> O QUE FAZER
[1] Com base no texto sobre O Senhor dos Anéis, indique se cada afirmação concorda com ele, respondendo sim ou não e citando literalmente o trecho decisivo: (a) a obra foi publicada pela primeira vez em 1954; (b) Fome Animal foi lançado em 1989; (c) no começo dos anos 1990, Peter Jackson já tinha ampla experiência com projetos de alto orçamento.
[2] Prolongue o texto sobre O Senhor dos Anéis a partir da última frase apresentada.
=== TEXTO FORNECIDO ===
Por Maria Clara Ramos (mariaclarasr@usp.br)
Escrita por J. R. R. Tolkien, a narrativa de O Senhor dos Anéis conta a história de Frodo Bolseiro, um hobbit que embarca em uma jornada pelo universo da Terra Média com a missão de salvar o mundo que conhece do vilão Sauron. Com temas universais, como amizade, coragem e um clássico conflito entre bem e mal, a épica de Tolkien conquistou uma grande base de fãs devotos. Décadas depois de sua primeira publicação, em 1954, a obra do escritor britânico foi adaptada para as telonas sob a direção de Peter Jackson, e encantou uma nova geração de admiradores.
No começo dos anos 1990, Peter Jackson era um diretor de pequena relevância na indústria. Suas produções lançadas até então, como Meet the Feebles (1989) e Fome Animal (Braindead, 1992), eram de menor escala, com propostas muito diferentes da trilogia que se tornaria a obra prima do cineasta. Na época, assumir a direção de uma superprodução parecia uma aposta arriscada, devido à sua falta de experiência com projetos de alto orçamento.
=== LINHAS DE DADOS ===
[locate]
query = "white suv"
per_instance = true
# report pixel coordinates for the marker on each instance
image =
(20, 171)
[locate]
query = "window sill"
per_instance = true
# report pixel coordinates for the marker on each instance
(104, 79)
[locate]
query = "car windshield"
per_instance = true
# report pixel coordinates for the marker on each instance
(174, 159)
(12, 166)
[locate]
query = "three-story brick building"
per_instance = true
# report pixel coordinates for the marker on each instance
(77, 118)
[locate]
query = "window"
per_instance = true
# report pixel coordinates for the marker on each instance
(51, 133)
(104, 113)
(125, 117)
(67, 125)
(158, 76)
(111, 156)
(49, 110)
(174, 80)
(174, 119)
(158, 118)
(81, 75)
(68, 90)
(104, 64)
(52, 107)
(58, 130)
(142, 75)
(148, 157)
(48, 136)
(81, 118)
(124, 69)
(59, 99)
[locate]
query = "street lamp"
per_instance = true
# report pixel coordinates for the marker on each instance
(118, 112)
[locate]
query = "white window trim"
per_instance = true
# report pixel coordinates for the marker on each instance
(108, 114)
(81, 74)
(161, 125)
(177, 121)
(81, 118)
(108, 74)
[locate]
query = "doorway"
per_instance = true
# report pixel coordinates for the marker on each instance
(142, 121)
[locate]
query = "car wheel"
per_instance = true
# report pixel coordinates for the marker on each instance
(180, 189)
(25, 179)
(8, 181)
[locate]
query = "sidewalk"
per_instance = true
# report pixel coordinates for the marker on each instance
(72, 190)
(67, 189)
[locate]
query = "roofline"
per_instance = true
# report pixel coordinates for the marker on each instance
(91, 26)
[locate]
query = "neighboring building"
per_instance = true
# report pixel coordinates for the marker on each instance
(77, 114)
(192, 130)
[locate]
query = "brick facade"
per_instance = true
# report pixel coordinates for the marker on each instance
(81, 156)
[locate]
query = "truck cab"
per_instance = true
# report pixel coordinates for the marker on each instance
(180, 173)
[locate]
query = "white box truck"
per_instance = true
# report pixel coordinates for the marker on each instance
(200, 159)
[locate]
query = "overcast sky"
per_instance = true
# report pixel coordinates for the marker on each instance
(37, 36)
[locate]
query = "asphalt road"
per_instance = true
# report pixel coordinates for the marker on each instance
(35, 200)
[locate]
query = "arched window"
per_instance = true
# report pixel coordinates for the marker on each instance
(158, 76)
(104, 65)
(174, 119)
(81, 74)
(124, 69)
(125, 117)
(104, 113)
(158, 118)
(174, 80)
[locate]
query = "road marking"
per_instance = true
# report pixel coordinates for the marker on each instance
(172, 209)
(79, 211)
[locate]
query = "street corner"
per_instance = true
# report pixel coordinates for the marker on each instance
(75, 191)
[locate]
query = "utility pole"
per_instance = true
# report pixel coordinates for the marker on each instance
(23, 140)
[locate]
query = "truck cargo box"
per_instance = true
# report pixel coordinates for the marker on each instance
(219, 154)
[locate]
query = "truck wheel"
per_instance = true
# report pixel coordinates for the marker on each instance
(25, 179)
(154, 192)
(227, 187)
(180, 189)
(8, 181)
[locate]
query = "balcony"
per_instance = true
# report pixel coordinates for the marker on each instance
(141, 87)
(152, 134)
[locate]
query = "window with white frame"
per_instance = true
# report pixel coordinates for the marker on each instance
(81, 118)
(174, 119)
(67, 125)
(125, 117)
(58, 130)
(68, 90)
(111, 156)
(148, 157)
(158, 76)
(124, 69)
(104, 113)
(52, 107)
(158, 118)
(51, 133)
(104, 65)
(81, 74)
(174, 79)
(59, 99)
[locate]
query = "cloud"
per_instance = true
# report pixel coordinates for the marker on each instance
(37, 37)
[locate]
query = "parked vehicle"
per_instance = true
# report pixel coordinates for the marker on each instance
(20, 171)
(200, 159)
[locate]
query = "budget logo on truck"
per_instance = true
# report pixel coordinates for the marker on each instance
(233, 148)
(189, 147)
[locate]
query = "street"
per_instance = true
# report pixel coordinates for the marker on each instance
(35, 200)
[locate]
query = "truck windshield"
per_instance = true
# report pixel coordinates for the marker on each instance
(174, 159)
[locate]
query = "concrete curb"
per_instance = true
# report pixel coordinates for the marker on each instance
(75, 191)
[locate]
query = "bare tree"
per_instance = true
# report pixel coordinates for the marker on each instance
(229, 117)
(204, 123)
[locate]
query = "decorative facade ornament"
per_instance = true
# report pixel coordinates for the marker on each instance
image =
===
=== LINHAS DE DADOS ===
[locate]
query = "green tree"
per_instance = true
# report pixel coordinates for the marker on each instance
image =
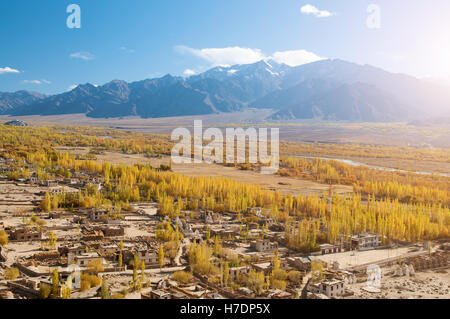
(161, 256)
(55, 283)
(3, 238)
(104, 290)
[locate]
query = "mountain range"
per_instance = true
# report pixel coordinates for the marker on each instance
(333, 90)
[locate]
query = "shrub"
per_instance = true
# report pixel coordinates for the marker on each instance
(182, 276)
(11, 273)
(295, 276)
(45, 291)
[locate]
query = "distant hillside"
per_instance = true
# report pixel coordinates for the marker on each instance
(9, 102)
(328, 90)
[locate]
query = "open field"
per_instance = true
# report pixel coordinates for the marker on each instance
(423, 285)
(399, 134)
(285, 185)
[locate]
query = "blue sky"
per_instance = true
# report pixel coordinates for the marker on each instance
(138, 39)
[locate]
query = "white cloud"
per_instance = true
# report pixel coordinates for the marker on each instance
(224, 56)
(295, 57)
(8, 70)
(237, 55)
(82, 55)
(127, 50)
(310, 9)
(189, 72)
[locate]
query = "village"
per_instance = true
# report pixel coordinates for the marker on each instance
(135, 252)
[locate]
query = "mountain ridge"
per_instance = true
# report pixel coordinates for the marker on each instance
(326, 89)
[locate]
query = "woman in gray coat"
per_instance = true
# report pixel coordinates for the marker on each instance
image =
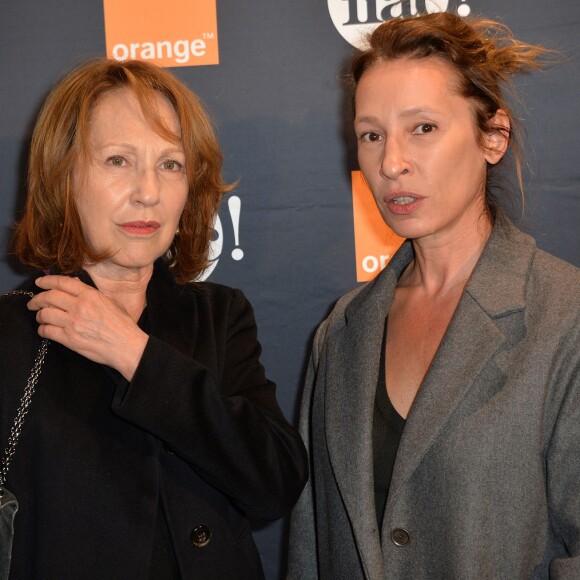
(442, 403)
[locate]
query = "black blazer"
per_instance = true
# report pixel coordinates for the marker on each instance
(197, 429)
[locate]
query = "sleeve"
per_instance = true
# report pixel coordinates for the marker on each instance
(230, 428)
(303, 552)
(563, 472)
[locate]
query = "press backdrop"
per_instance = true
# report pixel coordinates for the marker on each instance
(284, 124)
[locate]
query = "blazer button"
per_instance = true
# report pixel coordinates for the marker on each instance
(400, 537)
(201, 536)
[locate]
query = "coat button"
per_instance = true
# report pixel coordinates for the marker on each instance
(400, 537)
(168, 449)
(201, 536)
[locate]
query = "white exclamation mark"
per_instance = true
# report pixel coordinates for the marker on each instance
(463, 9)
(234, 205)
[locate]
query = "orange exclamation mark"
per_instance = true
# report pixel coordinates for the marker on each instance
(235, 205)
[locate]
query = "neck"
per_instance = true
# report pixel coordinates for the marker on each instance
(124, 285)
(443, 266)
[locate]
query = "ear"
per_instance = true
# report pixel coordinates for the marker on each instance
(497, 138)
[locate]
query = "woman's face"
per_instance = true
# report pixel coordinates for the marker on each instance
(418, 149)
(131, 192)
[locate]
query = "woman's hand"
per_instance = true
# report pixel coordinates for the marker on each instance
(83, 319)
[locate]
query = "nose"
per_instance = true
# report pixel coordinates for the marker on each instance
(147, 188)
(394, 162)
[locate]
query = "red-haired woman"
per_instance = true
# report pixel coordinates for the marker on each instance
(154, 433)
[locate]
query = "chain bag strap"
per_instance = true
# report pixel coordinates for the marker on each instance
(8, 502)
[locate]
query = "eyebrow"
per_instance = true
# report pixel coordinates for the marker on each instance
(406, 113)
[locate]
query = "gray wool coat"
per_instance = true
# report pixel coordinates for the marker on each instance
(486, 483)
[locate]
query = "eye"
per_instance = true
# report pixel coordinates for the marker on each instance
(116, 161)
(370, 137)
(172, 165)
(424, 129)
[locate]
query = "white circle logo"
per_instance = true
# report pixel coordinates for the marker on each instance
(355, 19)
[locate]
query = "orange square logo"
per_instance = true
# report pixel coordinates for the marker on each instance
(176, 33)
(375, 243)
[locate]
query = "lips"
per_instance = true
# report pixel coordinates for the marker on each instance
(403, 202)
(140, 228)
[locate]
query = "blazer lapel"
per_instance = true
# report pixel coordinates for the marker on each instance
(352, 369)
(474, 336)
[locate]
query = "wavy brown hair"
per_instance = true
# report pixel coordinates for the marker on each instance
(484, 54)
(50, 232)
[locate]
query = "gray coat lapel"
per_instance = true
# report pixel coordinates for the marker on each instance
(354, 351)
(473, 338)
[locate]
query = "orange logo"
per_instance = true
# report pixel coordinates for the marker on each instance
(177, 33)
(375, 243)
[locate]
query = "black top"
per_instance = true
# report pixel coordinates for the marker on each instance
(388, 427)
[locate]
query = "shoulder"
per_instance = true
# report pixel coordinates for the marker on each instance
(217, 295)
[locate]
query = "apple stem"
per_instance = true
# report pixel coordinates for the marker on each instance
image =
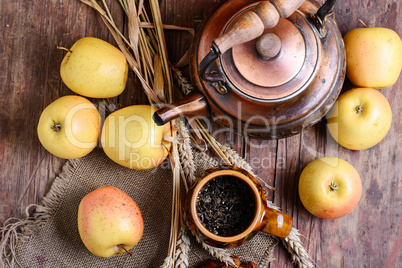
===
=== LINHAS DE DADOS ===
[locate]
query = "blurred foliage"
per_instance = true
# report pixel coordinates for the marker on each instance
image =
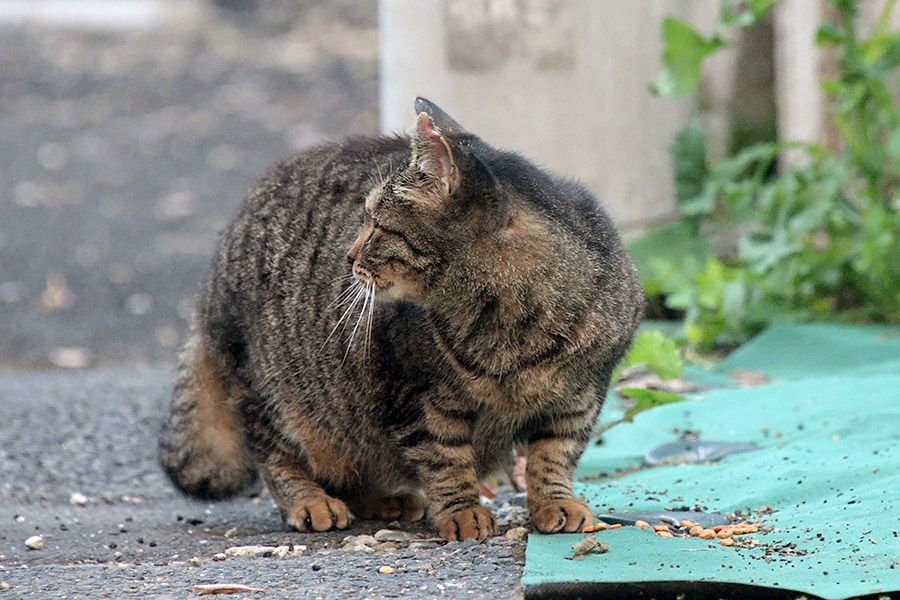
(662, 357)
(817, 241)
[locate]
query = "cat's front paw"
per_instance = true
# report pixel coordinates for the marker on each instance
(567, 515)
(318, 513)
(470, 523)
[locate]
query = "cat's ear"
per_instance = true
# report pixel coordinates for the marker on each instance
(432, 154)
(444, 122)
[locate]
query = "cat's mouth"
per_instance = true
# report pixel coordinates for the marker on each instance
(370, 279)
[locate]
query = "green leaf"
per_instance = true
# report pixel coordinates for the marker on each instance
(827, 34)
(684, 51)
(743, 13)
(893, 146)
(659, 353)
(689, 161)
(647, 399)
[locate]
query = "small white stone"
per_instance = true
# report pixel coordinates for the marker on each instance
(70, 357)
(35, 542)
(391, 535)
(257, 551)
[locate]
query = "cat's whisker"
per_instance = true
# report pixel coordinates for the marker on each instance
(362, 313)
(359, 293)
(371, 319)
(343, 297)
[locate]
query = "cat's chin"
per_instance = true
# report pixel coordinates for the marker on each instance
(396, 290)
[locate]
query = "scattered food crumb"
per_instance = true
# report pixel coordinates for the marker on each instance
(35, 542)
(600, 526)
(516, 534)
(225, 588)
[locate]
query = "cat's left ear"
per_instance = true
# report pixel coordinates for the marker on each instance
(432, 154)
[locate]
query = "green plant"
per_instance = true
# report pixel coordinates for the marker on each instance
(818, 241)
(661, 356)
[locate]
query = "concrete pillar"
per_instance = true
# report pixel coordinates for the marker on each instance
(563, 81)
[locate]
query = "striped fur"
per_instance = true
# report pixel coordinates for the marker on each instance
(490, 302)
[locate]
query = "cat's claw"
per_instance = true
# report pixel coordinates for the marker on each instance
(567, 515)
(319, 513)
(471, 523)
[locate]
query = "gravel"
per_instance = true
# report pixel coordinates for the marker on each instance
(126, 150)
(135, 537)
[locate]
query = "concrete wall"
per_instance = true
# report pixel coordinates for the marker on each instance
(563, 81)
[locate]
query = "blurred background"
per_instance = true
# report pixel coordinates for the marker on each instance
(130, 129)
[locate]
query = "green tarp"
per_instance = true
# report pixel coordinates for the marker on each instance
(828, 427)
===
> RESPOSTAS POR TAREFA
[1]
(a) Sim: "Décadas depois de sua primeira publicação, em 1954"
(b) Não: "Fome Animal (Braindead, 1992)"
(c) Não: "devido à sua falta de experiência com projetos de alto orçamento"

[2]
Contudo, Jackson tinha em si algo que o tornava perfeito para conduzir a adaptação da aclamada narrativa: paixão pela escrita tolkieniana. Desde seu primeiro contato, na adolescência, com a história de Frodo, o diretor neozelandês cultivou grande admiração por aquele universo, e o desejo de trabalhar em um projeto inspirado na épica de Tolkien. Anos mais tarde, deu início à grande jornada de sua carreira, e passou a procurar produtoras dispostas a concretizar sua visão.
O plano inicial consistia na adaptação do livro em dois filmes. Porém, após apresentar sua ideia para a produtora New Line Cinema e empolgar os executivos, Peter Jackson conseguiu a aprovação para a produção dos três títulos: A Sociedade do Anel (The Fellowship of the Ring, 2001), As Duas Torres (The Two Towers, 2002) e O Retorno do Rei (The Return of The King, 2003).
Com a ajuda de sua esposa Fran Walsh, Jackson escolheu filmar em locais remotos da Nova Zelândia. O acesso a estes ambientes de gravação aconteceu por meio de estradas construídas especialmente para os filmes, que foram destruídas ao fim das filmagens. O trabalho necessário para fazer isso três vezes seria muito intenso, e por isso, a trilogia completa foi gravada de maneira simultânea. Embora exaustivo, o diretor afirmou que filmar O Senhor dos Anéis foi “o Santo Graal da cinematografia, uma experiência de vida única”, em entrevista à revista Variety.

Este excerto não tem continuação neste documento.